### FAÇA ISTO:
Encontre nos registros abaixo todas as linhas em que aparece a palavra "cloud" e copie cada uma delas.

### REGISTROS FORNECIDOS:
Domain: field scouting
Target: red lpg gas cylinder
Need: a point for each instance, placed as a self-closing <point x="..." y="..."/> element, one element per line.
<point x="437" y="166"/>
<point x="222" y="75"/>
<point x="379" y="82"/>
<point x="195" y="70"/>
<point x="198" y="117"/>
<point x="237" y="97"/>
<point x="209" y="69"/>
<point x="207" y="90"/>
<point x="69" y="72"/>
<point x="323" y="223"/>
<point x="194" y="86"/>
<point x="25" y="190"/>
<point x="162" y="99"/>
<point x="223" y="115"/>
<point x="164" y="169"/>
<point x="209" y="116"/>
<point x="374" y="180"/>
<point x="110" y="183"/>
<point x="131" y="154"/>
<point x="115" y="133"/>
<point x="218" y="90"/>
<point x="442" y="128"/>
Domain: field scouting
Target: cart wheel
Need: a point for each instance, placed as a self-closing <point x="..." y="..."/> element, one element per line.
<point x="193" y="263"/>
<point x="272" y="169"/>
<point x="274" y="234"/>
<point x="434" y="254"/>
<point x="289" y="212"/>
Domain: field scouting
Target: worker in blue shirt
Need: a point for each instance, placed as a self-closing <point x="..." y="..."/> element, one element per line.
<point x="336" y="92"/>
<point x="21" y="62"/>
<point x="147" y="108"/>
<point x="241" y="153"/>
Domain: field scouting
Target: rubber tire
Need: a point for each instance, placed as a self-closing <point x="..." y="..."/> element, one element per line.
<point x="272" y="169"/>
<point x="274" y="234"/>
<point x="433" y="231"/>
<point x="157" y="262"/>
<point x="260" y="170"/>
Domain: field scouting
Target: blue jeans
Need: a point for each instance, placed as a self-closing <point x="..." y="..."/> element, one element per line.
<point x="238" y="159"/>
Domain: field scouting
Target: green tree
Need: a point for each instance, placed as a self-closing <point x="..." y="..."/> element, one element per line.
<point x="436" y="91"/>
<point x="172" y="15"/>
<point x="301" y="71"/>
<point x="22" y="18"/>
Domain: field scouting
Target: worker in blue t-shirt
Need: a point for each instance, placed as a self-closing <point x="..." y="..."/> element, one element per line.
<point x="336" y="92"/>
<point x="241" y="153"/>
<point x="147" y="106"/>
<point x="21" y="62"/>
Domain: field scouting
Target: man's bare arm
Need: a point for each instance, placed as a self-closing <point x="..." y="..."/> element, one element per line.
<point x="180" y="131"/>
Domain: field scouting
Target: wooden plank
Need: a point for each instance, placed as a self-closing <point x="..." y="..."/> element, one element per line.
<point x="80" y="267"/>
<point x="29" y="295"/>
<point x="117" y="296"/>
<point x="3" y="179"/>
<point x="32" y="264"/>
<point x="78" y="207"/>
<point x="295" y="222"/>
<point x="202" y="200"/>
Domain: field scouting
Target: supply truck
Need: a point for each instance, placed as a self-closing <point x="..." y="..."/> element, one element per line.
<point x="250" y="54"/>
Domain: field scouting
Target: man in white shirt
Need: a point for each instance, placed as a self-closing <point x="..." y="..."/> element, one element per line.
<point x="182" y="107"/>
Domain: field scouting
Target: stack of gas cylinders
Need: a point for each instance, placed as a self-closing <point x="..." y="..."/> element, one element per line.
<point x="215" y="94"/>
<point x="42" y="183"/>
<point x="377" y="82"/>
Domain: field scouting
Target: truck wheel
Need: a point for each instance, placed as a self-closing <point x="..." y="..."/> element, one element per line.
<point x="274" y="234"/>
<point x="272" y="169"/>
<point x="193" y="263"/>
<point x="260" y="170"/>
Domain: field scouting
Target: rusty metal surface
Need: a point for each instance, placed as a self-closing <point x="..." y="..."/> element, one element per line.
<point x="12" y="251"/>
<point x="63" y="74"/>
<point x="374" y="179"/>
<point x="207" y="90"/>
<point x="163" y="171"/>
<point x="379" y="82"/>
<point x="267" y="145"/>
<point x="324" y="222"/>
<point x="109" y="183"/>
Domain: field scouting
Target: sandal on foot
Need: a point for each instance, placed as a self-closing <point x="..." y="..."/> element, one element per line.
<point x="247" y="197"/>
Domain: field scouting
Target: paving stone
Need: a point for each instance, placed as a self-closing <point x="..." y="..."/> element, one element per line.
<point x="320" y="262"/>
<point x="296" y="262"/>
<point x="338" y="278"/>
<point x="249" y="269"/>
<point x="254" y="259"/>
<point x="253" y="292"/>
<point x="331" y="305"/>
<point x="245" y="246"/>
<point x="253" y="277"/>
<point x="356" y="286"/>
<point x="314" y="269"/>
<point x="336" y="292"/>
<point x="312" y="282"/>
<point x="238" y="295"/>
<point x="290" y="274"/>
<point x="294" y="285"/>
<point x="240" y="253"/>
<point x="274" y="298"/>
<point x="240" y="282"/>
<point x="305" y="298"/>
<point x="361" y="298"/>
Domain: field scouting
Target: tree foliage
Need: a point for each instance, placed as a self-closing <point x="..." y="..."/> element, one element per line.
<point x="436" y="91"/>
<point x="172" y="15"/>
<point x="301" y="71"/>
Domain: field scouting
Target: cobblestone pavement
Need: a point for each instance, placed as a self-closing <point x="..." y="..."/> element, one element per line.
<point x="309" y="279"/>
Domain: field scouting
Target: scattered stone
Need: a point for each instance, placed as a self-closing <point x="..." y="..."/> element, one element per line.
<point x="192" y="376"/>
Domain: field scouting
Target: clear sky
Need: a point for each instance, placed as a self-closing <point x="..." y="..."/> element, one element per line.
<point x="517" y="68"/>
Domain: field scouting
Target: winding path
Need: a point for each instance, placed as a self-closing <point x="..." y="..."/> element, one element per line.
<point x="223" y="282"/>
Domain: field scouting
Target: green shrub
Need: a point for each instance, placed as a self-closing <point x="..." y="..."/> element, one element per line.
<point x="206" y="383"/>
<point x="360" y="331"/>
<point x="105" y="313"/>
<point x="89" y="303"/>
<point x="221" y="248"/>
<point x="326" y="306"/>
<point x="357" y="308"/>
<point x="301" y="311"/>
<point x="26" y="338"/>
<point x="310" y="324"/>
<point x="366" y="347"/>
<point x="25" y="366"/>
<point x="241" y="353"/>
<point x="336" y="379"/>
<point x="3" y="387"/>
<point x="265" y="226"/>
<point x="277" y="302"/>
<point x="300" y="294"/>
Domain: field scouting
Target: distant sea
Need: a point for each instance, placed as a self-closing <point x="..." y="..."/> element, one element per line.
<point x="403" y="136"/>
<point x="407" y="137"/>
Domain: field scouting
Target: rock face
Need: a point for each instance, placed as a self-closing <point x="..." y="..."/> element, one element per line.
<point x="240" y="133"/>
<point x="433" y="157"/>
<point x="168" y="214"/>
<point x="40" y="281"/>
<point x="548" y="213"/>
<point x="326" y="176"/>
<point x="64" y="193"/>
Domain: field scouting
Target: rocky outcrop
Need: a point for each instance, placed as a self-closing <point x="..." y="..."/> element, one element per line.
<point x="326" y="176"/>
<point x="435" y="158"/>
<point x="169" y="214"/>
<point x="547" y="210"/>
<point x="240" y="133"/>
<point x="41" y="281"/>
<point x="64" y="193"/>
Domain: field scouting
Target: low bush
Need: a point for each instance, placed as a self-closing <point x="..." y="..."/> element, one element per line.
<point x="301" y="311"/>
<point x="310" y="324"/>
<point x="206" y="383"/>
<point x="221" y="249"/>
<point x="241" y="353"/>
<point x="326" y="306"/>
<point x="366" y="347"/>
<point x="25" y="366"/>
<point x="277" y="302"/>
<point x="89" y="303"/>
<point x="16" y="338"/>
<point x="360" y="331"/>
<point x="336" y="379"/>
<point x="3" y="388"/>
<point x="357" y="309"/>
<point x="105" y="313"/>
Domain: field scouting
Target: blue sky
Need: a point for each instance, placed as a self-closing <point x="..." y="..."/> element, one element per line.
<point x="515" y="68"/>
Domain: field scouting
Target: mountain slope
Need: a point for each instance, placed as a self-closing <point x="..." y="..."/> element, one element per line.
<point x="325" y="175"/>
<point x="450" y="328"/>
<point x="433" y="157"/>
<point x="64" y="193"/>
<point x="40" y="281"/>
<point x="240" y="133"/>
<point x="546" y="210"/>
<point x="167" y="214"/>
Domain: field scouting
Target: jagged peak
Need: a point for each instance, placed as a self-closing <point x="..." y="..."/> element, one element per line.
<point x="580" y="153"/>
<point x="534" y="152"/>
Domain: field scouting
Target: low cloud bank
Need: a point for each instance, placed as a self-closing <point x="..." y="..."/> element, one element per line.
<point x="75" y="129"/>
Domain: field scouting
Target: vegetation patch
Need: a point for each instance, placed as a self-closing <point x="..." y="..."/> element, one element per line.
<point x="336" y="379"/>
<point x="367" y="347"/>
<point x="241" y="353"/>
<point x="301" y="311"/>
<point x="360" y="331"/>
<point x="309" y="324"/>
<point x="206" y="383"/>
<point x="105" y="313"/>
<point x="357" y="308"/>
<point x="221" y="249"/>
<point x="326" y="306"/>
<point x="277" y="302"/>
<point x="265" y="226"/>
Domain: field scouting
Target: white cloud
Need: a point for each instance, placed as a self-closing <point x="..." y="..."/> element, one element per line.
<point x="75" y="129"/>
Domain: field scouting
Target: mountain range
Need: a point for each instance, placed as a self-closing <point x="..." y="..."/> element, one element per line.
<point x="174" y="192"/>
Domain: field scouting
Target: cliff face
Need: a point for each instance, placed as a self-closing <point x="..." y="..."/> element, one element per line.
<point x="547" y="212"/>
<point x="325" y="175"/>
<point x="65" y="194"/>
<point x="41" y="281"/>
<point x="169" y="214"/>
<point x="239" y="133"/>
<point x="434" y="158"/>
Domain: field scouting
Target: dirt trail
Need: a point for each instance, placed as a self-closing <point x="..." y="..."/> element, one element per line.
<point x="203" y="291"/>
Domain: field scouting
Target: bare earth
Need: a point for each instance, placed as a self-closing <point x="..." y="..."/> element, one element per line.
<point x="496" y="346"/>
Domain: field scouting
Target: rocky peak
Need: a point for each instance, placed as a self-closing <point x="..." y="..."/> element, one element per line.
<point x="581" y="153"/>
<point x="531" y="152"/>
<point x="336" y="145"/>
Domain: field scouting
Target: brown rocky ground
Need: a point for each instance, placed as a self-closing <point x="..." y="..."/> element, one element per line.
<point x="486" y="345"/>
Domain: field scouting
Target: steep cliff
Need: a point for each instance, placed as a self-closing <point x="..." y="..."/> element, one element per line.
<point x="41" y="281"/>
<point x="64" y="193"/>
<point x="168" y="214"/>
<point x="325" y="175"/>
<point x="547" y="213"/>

### EXERCÍCIO RESOLVIDO:
Target: low cloud bank
Target: white cloud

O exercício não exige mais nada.